## PROVIDED PASSAGE
/---

The controller will make sure that the two competing engines are staged properly at the start and that they both start fairly after the "Christmas Tree" lights have reached green.
The controller will determine the winner and will display the reaction time of each competitor and the time to complete the run.


The controller is ready to go! 
Click here for setup and testing information.


Latest News:  Several decisions have been made that will necessitate some significant changes to the software and hardware:
  1. The "Final" prototype circuit has been completed, tested and duplicated
  2. A routine has been added to test the four sensors.  If the "Start" button is pressed during the initial copyright screen the test screen appears.
  3. The software is nearing completion and should only require minor "tweaks" to finalize it
  4. Testing of a new sensor design is progressing well.
  5. Custom circuit boards for the microcontroller and power transistor circuit have been designed and ordered.
  6. Two 24 volt / 6.5 amp power supplies were purchased and used for testing.

Stay tuned!


Operational Scenario

Two parallel tracks are set up on a level surface.  A few feet from one end a "Christmas Tree" light pole and two IR sensors are placed between the tracks.  Near the other end of the track two more IR sensors are placed to determine the winner.  Sufficient track is left after the end sensors to allow competitors to bring their engines to a safe stop.  It is recommended that diodes be placed in the track to prevent trains from running off the end. 

A five conductor cable connects the far end sensors to the controller.  A second five conductor cable connects the start sensors and a ten conductor cable connects the "Christmas Tree" lights to the controller.  The controller itself connects to 7-12 volts DC and has two buttons on it, one labeled Start and one labeled Reset.  A separate power supply that is appropriate for the voltage of the Christmas Tree's bulbs attaches directly to the lighting circuit.  If LEDs are used for the Christmas Tree the same power supply that powers the controller can be used.

Each track is connected to its own power supply.  The competitors control starting and stopping of the engines and use the throttle to determine their speed.

To start a race:

  • The race official presses the Reset button on the controller. 
  • The Blue lights on the Christmas Tree flash 3 times indicating a successful reset. 
  • The Blue lights remain lighted to signify that neither engine has been staged.
  • Engines are placed on the track behind the tree and moved forward until the Red light in their lane illuminates. 
  • Each engine is then moved backwards until the Red light in its lane goes out.  This is the start position.
  • When both engines have been properly staged both Blue lights are off.
  • The race official presses the Start button on the controller.
  • The Christmas Tree begins to signal the start of the race.  The top Amber light lights, 0.5 seconds later it goes out and the second Amber light lights, 0.5 seconds later it goes out and the third Amber light lights, 0.5 seconds later it goes out and the Green light lights.
  • When the Green lights light the race begins and each competitor starts their engine.
  • The controller notes if either engine crosses the start sensor before the Green lights light.  If this happens the Red light in that lane lights and that lane is disqualified.
  • Timing for each lane starts when the first sensor is crossed and stops when each engine crosses the end sensor.
  • After the race the Blue light atop the tree lights to indicate the winning lane.

\---

## SUPPLIED DATA
/---

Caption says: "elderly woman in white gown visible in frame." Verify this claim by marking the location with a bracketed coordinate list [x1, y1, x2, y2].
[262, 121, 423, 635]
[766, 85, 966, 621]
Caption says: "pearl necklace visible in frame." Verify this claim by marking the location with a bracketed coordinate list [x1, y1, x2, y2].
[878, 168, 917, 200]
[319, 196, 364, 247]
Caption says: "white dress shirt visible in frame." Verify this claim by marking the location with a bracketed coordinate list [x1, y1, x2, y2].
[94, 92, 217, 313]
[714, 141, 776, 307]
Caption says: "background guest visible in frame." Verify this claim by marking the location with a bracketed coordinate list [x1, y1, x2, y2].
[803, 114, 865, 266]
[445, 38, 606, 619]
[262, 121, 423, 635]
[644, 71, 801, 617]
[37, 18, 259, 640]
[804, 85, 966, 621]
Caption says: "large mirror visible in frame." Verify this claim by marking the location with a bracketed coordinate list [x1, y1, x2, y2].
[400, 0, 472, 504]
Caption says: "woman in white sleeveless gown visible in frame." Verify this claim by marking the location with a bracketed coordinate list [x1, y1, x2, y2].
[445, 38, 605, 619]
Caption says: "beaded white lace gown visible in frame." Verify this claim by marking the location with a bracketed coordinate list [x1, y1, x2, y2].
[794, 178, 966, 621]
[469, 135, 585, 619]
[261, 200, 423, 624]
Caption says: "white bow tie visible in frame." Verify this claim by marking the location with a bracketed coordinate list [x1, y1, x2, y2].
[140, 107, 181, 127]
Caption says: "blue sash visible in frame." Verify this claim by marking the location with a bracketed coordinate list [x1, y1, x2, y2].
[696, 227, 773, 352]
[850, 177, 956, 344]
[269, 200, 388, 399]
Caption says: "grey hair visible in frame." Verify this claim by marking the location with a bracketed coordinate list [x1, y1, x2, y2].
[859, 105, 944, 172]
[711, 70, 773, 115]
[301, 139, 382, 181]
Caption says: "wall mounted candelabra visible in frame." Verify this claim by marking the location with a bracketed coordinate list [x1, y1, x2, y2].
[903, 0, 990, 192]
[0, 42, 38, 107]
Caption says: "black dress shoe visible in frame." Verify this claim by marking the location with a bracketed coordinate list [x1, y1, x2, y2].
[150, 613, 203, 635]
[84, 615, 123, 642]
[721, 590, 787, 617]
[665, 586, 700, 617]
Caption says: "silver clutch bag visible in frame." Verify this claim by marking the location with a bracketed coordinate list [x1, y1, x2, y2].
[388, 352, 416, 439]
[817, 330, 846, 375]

\---
/---

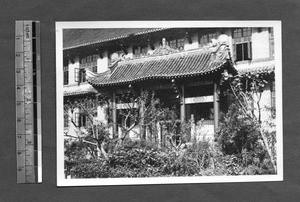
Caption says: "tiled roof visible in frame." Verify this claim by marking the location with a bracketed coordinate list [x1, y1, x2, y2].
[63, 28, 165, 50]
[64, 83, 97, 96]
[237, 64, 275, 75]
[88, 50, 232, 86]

\---

## GIVEN INSTRUCTION 1
Sum up the race controller text in two sentences.
## GIVEN INSTRUCTION 2
Please quote the race controller text, starting with "The controller will make" and going on through "test screen appears.".
The lines are not needed for anything here.

## FINISHED ANSWER 1
The controller stages two competing engines properly, starts them fairly once the "Christmas Tree" lights reach green, determines the winner, and displays each competitor's reaction time and the time to complete the run. Two parallel tracks carry IR sensors near the start and near the far end, and a race begins when the official presses Reset and then Start, with any lane whose engine crosses the start sensor before green being disqualified.

## FINISHED ANSWER 2
The controller will make sure that the two competing engines are staged properly at the start and that they both start fairly after the "Christmas Tree" lights have reached green.
The controller will determine the winner and will display the reaction time of each competitor and the time to complete the run.


The controller is ready to go! 
Click here for setup and testing information.


Latest News:  Several decisions have been made that will necessitate some significant changes to the software and hardware:
  1. The "Final" prototype circuit has been completed, tested and duplicated
  2. A routine has been added to test the four sensors.  If the "Start" button is pressed during the initial copyright screen the test screen appears.